◆ Exercise material:
● ● ● ● ● ● ●
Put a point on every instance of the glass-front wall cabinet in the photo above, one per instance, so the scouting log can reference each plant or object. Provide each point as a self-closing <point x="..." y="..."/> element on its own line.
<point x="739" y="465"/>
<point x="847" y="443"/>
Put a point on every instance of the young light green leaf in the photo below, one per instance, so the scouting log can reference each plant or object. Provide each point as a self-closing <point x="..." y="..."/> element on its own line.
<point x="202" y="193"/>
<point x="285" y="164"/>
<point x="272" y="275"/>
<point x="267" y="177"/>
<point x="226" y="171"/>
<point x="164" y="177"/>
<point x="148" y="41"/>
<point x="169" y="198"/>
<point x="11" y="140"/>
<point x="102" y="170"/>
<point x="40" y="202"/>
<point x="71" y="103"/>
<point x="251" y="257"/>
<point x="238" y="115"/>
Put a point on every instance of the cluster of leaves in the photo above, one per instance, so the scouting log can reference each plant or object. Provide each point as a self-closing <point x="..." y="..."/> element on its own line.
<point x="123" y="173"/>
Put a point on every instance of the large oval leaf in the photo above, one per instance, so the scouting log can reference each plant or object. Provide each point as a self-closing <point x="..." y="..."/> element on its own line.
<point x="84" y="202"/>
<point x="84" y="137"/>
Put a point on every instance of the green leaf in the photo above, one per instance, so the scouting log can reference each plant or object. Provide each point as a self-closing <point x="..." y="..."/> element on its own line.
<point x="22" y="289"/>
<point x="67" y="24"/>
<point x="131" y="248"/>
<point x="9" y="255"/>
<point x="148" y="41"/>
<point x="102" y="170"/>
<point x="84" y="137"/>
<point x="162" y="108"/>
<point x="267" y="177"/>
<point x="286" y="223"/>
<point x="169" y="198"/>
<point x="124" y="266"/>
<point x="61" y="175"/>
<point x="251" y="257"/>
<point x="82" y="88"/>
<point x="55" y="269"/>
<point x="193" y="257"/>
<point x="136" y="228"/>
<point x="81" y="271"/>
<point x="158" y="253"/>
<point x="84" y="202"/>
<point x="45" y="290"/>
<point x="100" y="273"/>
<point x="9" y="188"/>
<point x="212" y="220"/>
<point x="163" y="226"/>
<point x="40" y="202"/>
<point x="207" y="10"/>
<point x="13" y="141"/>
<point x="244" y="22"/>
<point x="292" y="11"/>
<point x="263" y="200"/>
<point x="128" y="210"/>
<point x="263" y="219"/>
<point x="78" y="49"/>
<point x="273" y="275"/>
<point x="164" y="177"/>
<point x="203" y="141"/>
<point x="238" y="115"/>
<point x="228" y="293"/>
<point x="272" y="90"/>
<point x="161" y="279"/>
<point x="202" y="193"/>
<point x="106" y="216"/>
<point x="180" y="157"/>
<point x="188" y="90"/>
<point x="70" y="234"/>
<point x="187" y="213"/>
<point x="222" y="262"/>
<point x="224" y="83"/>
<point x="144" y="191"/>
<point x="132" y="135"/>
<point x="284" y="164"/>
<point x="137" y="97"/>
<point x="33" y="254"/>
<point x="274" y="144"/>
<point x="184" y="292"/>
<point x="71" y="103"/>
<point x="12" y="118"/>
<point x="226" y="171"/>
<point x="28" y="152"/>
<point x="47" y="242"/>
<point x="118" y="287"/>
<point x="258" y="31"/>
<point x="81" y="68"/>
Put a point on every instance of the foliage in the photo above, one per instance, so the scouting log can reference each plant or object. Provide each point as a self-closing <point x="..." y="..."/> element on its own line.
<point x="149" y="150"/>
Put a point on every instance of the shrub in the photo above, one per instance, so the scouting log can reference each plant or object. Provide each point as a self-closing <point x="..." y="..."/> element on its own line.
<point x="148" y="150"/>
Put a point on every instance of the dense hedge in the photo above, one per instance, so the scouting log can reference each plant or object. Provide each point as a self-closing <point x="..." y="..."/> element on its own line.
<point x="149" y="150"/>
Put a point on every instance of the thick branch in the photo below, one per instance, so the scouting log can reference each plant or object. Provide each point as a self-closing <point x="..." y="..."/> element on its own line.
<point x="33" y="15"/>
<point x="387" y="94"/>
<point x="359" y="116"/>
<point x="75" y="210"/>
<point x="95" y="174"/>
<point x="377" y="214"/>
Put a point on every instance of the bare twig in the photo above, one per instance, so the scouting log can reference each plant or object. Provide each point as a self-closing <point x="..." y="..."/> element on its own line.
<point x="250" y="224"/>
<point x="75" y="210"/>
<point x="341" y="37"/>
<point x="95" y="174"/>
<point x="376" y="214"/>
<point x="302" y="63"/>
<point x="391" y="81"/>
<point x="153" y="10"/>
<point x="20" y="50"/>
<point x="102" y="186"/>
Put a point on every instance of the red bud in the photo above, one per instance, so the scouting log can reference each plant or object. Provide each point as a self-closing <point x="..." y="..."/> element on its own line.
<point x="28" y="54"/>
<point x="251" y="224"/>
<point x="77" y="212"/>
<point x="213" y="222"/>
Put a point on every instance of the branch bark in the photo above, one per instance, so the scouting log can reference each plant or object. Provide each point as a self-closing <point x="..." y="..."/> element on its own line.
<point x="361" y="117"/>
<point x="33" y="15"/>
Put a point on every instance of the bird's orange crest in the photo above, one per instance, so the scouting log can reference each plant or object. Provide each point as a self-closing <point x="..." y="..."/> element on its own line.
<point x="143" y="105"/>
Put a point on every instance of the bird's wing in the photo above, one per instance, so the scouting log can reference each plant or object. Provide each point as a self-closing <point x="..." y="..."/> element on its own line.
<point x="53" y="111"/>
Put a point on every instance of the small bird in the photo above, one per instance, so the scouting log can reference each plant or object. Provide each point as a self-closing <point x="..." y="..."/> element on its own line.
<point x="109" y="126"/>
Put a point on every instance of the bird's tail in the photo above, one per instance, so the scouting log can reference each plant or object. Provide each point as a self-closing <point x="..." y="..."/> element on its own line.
● ● ● ● ● ● ●
◆ Exercise requirements:
Show the data once more, exactly as it was written.

◆ Result:
Put a point on every instance of the glass-front wall cabinet in the photo above, one per instance, so the scouting log can reference each plant or object. Provide each point as a self-closing <point x="..." y="..."/> element on its own line.
<point x="739" y="465"/>
<point x="847" y="443"/>
Put a point on every instance of the young light green leaf in the photo below, one per instance, so the scouting log can reference each plant or object. Provide each point as a self-closing <point x="..." y="..."/> element on its own line.
<point x="202" y="193"/>
<point x="285" y="164"/>
<point x="272" y="275"/>
<point x="267" y="177"/>
<point x="226" y="171"/>
<point x="164" y="177"/>
<point x="148" y="41"/>
<point x="169" y="198"/>
<point x="11" y="140"/>
<point x="102" y="170"/>
<point x="40" y="202"/>
<point x="71" y="103"/>
<point x="251" y="257"/>
<point x="238" y="115"/>
Put a point on every instance of the cluster of leaves in the photo above, one per instance, so the scouting log can reference each plant or object. Provide each point as a self-closing <point x="..." y="..."/> element on its own line.
<point x="123" y="173"/>
Put a point on every instance of the large oval leaf in the photo above, one per instance, so the scouting log can reference each plant or object. Provide each point as a self-closing <point x="..." y="..."/> element on its own line.
<point x="84" y="202"/>
<point x="84" y="137"/>
Put a point on every instance of the green leaf in the photo above, one per instance, so the scouting log can reference each plant or object. Provide each point as a self-closing <point x="..." y="..."/> element on its own line.
<point x="22" y="289"/>
<point x="67" y="24"/>
<point x="131" y="248"/>
<point x="9" y="255"/>
<point x="148" y="41"/>
<point x="102" y="170"/>
<point x="84" y="137"/>
<point x="162" y="108"/>
<point x="267" y="177"/>
<point x="286" y="223"/>
<point x="169" y="198"/>
<point x="124" y="266"/>
<point x="61" y="175"/>
<point x="251" y="257"/>
<point x="82" y="88"/>
<point x="55" y="269"/>
<point x="193" y="257"/>
<point x="136" y="228"/>
<point x="81" y="271"/>
<point x="158" y="253"/>
<point x="84" y="202"/>
<point x="45" y="290"/>
<point x="100" y="273"/>
<point x="9" y="188"/>
<point x="212" y="220"/>
<point x="163" y="226"/>
<point x="40" y="202"/>
<point x="207" y="10"/>
<point x="13" y="141"/>
<point x="244" y="22"/>
<point x="292" y="11"/>
<point x="263" y="200"/>
<point x="128" y="210"/>
<point x="263" y="219"/>
<point x="78" y="49"/>
<point x="273" y="275"/>
<point x="164" y="177"/>
<point x="203" y="141"/>
<point x="238" y="115"/>
<point x="228" y="293"/>
<point x="272" y="90"/>
<point x="161" y="279"/>
<point x="202" y="193"/>
<point x="106" y="216"/>
<point x="180" y="157"/>
<point x="188" y="90"/>
<point x="70" y="234"/>
<point x="187" y="213"/>
<point x="222" y="262"/>
<point x="224" y="83"/>
<point x="144" y="191"/>
<point x="132" y="135"/>
<point x="284" y="164"/>
<point x="137" y="97"/>
<point x="33" y="254"/>
<point x="274" y="144"/>
<point x="184" y="292"/>
<point x="71" y="103"/>
<point x="12" y="118"/>
<point x="226" y="171"/>
<point x="28" y="152"/>
<point x="47" y="242"/>
<point x="118" y="287"/>
<point x="258" y="31"/>
<point x="81" y="68"/>
Put a point on every instance of the foliage in the photo above, one per instance, so the scouting log can reference each plant or object. Provide each point as a self-closing <point x="..." y="..."/> element on its own line.
<point x="149" y="150"/>
Put a point on every instance of the shrub in the photo above, one per instance, so the scouting log can reference each plant or object. Provide each point as a self-closing <point x="..." y="..."/> element on its own line.
<point x="148" y="150"/>
Put a point on every instance of the dense hedge in the photo above, one per instance, so the scouting log can reference each plant or object. Provide each point as a self-closing <point x="..." y="..."/> element on its own line.
<point x="149" y="150"/>
Put a point on every instance of the thick branch in the photo below, one per instance, so the scouting log can reference each plant or object. Provide each point as a self-closing <point x="..." y="..."/> element on its own line.
<point x="33" y="15"/>
<point x="387" y="94"/>
<point x="359" y="116"/>
<point x="75" y="210"/>
<point x="95" y="174"/>
<point x="377" y="214"/>
Put a point on every instance of the bare twig in the photo above, one per instance, so the scouting log can reference each plant or object. Provide each point as a self-closing <point x="..." y="..."/> element on its own line.
<point x="250" y="224"/>
<point x="75" y="210"/>
<point x="341" y="37"/>
<point x="95" y="174"/>
<point x="376" y="214"/>
<point x="302" y="63"/>
<point x="391" y="81"/>
<point x="153" y="10"/>
<point x="20" y="50"/>
<point x="102" y="186"/>
Put a point on every instance of the red bud in the photo above, one per instance, so the scouting log can reference each plant or object. Provide each point as a self-closing <point x="..." y="..."/> element on its own line.
<point x="28" y="54"/>
<point x="251" y="224"/>
<point x="77" y="212"/>
<point x="213" y="222"/>
Put a point on every instance of the branch bark in the photo above, one per instance, so the scouting log can reference each plant or object. Provide each point as a self-closing <point x="..." y="..."/> element on its own line.
<point x="361" y="117"/>
<point x="33" y="15"/>
Put a point on every instance of the bird's orange crest in the photo above, one per instance, so the scouting log can reference each plant or object. Provide each point as a self-closing <point x="..." y="..."/> element on its own line.
<point x="143" y="105"/>
Put a point on every instance of the bird's wing in the photo above, one per instance, so the scouting log can reference each plant or object. Provide each point as a self-closing <point x="..." y="..."/> element on its own line.
<point x="53" y="111"/>
Put a point on every instance of the small bird in the photo above, one per instance, so the scouting log can reference each plant or object. Provide each point as a self-closing <point x="..." y="..."/> element on its own line.
<point x="109" y="126"/>
Put a point on every instance of the bird's tail in the photo above, one per instance, so the scouting log can reference each plant or object. Provide each point as a self-closing <point x="..." y="..."/> element on its own line.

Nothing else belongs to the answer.